TEXT EXTRACT:
# Best way to fix tire track.



## drenglish (Jun 22, 2018)

The mail lady has struck again!


Tire track is fresh from today and while it isn't terrible, it's just unsightly at the moment. It came included with the Amazon package delivery :evil:

The grass is a mix of Bewitched, Midnight, and Everglade and I cut just under an inch with a California Trimmer. Should I consider a sand leveling this time of year? The reno is about 52 days old from seed down.


----------



## Scagfreedom48z+ (Oct 6, 2018)

You can probably stand up the grass for the time being with either very light raking of the grass that's been pressed down or use a leaf blower and blow the grass in the opposite direction


----------



## drenglish (Jun 22, 2018)

@Scagfreedom48z+ I'm not too worried about the grass as it's already standing back up a little..it's the indented soil that's annoying. I wonder if a slow soil soak would help?

I'll get out the leaf blower in a bit and fluff things up a little to help


----------



## ken-n-nancy (Jul 25, 2017)

There have been some other recent threads on this. I think the consensus was that a "spading fork" works best for tire tracks.

I'd suggest checking out these other threads and using a spading fork to lift the compressed soil:

https://thelawnforum.com/viewtopic.php?f=9&t=6364#p108867

https://thelawnforum.com/viewtopic.php?f=4&t=5619#p103994


----------



## JDgreen18 (Jun 14, 2018)

PROBLEM 1:
Answer these questions about the tire track thread, one answer per line:
(a) Which three grass types make up the mix in the lawn?
(b) About how many days old is the reno from seed down?
(c) Which tool does the thread say the consensus favored for tire tracks?
PROBLEM 2:
Quote the stretch of the tire track thread from "https://thelawnforum.com/viewtopic.php?f=9&t=6364#p108867" through "(Jun 14, 2018)".

Dataset records about object locations:
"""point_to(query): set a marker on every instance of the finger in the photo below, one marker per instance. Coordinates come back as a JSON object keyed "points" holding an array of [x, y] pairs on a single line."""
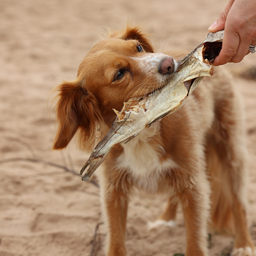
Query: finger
{"points": [[219, 24], [253, 42], [241, 52], [229, 49]]}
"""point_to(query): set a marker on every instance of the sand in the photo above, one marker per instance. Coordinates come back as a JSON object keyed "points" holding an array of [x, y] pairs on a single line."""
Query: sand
{"points": [[43, 209]]}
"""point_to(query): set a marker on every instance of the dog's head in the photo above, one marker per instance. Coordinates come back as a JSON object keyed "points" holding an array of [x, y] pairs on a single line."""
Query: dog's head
{"points": [[117, 68]]}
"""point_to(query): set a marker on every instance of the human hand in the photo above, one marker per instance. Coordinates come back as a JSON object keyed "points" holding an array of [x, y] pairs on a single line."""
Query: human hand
{"points": [[239, 21]]}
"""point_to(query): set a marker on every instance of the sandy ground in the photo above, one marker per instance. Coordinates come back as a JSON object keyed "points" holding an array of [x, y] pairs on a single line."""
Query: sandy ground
{"points": [[43, 209]]}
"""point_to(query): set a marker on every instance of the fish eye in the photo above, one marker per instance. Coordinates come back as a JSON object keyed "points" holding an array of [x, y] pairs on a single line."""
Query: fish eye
{"points": [[140, 48]]}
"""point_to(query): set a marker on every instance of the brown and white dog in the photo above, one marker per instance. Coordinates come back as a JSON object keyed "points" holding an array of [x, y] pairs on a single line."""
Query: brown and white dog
{"points": [[196, 156]]}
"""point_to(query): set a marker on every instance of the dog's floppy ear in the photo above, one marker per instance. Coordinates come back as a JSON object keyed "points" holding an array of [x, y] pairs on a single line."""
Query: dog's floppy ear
{"points": [[76, 108], [134, 33]]}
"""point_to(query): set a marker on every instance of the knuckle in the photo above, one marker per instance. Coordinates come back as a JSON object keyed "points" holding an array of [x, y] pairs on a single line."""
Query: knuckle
{"points": [[229, 52]]}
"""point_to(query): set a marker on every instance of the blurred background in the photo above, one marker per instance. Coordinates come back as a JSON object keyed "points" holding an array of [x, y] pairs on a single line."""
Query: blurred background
{"points": [[45, 210]]}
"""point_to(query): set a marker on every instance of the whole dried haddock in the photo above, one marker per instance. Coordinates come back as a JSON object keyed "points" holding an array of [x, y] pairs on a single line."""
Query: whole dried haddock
{"points": [[139, 113]]}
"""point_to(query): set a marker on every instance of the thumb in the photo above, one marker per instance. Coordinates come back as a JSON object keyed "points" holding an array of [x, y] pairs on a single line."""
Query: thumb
{"points": [[219, 24]]}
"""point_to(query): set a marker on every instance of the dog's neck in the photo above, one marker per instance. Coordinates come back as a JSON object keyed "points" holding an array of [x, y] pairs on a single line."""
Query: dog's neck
{"points": [[142, 157]]}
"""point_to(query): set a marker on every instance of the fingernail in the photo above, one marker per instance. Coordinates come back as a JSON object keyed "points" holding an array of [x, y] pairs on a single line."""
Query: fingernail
{"points": [[214, 24]]}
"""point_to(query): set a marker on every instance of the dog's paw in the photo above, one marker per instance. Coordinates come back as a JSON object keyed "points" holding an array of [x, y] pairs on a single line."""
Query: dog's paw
{"points": [[247, 251], [154, 224]]}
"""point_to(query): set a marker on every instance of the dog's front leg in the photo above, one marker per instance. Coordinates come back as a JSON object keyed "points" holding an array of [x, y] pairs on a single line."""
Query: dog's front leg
{"points": [[195, 203], [115, 204]]}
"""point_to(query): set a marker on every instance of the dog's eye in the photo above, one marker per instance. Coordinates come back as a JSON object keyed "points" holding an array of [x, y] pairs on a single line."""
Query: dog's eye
{"points": [[139, 48], [119, 74]]}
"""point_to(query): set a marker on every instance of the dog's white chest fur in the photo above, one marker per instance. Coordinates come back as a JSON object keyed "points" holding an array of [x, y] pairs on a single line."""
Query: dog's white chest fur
{"points": [[142, 160]]}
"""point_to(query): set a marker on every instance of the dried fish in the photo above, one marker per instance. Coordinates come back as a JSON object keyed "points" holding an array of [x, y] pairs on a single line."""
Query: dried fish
{"points": [[139, 113]]}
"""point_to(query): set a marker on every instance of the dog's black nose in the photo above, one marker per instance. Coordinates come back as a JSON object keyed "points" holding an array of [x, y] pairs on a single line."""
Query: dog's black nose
{"points": [[166, 66]]}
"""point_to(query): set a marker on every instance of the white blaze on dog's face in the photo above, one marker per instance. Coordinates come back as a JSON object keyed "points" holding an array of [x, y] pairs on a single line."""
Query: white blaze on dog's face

FULL RESPONSE 1:
(a) Bewitched, Midnight, and Everglade
(b) About 52 days
(c) A spading fork

FULL RESPONSE 2:
https://thelawnforum.com/viewtopic.php?f=9&t=6364#p108867

https://thelawnforum.com/viewtopic.php?f=4&t=5619#p103994


----------



## JDgreen18 (Jun 14, 2018)